### Job
Present every line of the rows below as a Markdown table with two columns, Nr for the line number and Line for the line itself, and omit any blank lines.

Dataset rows
++++++++++++++++++++
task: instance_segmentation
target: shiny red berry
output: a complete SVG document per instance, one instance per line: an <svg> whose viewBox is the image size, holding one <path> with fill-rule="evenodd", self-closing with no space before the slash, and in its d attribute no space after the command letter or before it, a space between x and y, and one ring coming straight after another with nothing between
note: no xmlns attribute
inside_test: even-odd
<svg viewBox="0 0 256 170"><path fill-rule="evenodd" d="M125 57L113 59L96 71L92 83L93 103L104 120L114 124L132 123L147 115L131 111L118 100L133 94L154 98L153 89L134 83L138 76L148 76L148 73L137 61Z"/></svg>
++++++++++++++++++++
### Exercise output
| Nr | Line |
|---|---|
| 1 | task: instance_segmentation |
| 2 | target: shiny red berry |
| 3 | output: a complete SVG document per instance, one instance per line: an <svg> whose viewBox is the image size, holding one <path> with fill-rule="evenodd", self-closing with no space before the slash, and in its d attribute no space after the command letter or before it, a space between x and y, and one ring coming straight after another with nothing between |
| 4 | note: no xmlns attribute |
| 5 | inside_test: even-odd |
| 6 | <svg viewBox="0 0 256 170"><path fill-rule="evenodd" d="M125 57L113 59L96 71L92 83L93 103L104 120L114 124L132 123L147 115L131 111L118 100L133 94L154 98L153 89L134 83L138 76L148 76L148 73L137 61Z"/></svg> |